##### Text excerpt #####

I'm trying to use arduino with LCD as car voltmeter. I've got R1=33kohm and R2=15kohm resistors as voltage divider. So if voltage stays below 15V from alternator it wont break arduino by going over 5V(it is the Vmax for inputs?)

But i cant figure out the how to make it show voltage correctly. I've got R1 and R2 in A0.

I tried to do it with this http://www.arduino.cc/cgi-bin/yabb2/YaBB.pl?num=1292921201 but i dont know the right formula for me.


I've got now

Code:

value = analogRead(A0);
vout = (value * 3.4)/1024.0;  //voltage coming out of the voltage divider
vin = vout / (R2/(R1+R2));  //voltage to display

But i think i need the right value to replace 3.4?

[Reply #1 on:]

But i think i need the right value to replace 3.4?

Whatever value is connected to Vref.

[Reply #2 on:]

You mean Ref-pin? Nothing?

[Reply #3 on:]

How about 5 then?

[Reply #4 on:]

I've tried that. But when fluke shows 6.9V at resistors, arduino shows 6.6V. Is it possible to make it accurate or do i just need to finetune that value? Or are 1% resistors just not right for it?

[Reply #5 on:]

I'd leave the 5V as it is (assuming the supply voltage really is 5V) , and check that the values of resistors plugged into the potential divider equation are correct.

[Reply #6 on:]

Arduino adc is max rated for 5.5v, so 6.9v is good to kill it.

[Reply #7 on:]

He's right - I assumed when you wrote "at the resistors", you meant across the potential divider.

[Reply #8 on:]

15Volt  over 33K and 15K gives  max 4.7 volt over the 15K resistor.
As Vref is not connected it uses 5Volt from the Arduino Power supply - you need to measure this as between 4.9 and 5.1 reference voltage = 4% difference!

raw = analogRead(A0);

// raw = 0..1024    representing 0..Vref  volt

vout = 5.00 * raw / 1024.0;  // as Vref = 5.0 Volt (to be measured)

convert to car voltage;

voltageCar = (vout  / 15.000) * (15.000 + 33.000);  // or in short voltageCar = vout * 3.2:

Please fill in the resistors measured values .

The final code could become

Code:

// these defines have to be measured
#define VREF  5.10
#define R1 32767.0
#define R2 15140.0

float raw = analogRead(A0);
float vout = VREF  * raw / 1024.0;
float carVoltage = vout / R2 * (R1 + R2);  

// or in a oneliner
// float carVoltage = analogRead(A0) * VREF / 1024.0 / R2 * (R1 + R2);
// as VREF / 1024.0 / R2 * (R1 + R2); are all constants one could compact this to

carVoltage = analogRead(A0) * 0.01576; // used sample constants above.  

-- updated layout --

[Reply #9 on:]

I tried to add measured values from resistors but its still off. Can this even be very accurate? I've changed a bit of R1 and R2 values and now im tenth off comparing to fluke. I think im satisfied with this

Thanks guys!

[Reply #10 on:]

The precision of tha ADC of the Arduino is 10 bit, in practice the last bit may be inaccurate. That means you have approx 500 steps for 0..15 volt ==> at best 1/30 volt precission = 0,2% . Assume the resistors have an accuracy of 1% . suppose VREF has an accuracy of 2%.

Then - float carVoltage = analogRead(A0) * VREF / 1024.0 / R2 * (R1 + R2); - would give an max accumalate error of
                                                    0.2% +     2%  +    0%     + 1% + 1% + 1%  = 5.2%

=> 15V * 5.2% = 0.8 Volt max error => so one tenth of is indeed very good.

Disclaimer not official error math, just an first order approximation.

One can improve the measurement by doing the AnalogRead multiple times:

Code:

float readVoltage()
{
  #define SAMPLES 3.0
  float rv = 0;
  for (int i=0; i< SAMPLES ; i++) rv += analogRead(A0);
  rv /= SAMPLES;
  return rv * 0.01576;   // average of 3 reads times the calculated constant.
}

If time is not an issue one can take more samples ...

##### Listed records #####

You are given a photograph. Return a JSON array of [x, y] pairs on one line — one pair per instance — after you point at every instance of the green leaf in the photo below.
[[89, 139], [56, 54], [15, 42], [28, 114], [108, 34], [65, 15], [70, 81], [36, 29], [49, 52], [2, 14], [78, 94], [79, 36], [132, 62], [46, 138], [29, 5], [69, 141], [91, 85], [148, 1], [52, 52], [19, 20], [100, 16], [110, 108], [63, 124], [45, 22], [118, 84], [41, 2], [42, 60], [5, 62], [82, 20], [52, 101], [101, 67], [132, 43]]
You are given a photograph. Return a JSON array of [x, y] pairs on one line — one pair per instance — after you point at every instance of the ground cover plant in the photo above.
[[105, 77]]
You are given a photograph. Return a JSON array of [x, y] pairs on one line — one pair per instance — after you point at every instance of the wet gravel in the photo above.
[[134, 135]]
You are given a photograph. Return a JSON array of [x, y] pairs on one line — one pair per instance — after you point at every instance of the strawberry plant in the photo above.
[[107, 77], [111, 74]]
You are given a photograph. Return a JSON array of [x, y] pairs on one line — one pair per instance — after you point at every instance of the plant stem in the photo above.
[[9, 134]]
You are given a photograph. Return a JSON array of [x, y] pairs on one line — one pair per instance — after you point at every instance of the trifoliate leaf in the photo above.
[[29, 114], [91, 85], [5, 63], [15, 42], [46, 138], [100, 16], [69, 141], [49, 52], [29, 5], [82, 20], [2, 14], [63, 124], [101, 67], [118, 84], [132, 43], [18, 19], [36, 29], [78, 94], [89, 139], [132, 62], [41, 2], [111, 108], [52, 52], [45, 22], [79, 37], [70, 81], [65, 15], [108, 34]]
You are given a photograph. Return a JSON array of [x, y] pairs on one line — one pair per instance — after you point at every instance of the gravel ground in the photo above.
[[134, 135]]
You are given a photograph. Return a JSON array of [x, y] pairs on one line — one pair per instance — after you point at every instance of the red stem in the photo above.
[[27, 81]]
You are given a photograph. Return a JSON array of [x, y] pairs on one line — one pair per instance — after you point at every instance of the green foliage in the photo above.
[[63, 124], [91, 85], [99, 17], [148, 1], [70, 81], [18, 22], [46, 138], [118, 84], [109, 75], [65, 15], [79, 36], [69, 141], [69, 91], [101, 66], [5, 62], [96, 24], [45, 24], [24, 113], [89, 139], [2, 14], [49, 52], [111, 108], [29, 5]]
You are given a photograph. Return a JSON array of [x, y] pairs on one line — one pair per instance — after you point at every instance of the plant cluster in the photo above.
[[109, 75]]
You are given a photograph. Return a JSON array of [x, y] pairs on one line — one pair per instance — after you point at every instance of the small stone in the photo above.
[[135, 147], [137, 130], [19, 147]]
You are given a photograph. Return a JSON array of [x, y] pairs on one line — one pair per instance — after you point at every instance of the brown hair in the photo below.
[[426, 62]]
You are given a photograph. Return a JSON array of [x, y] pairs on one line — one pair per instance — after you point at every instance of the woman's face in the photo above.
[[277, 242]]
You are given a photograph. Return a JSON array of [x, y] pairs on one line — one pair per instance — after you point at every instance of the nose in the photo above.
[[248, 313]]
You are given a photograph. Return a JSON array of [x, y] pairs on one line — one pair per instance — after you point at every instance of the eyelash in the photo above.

#####

- **What is needed**
In the Arduino voltmeter thread, reproduce the passage starting with "Then - float" and going on through "indeed very good.", substituting "batteryVoltage" for "carVoltage".

- **Task response**
Then - float batteryVoltage = analogRead(A0) * VREF / 1024.0 / R2 * (R1 + R2); - would give an max accumalate error of
                                                    0.2% +     2%  +    0%     + 1% + 1% + 1%  = 5.2%

=> 15V * 5.2% = 0.8 Volt max error => so one tenth of is indeed very good.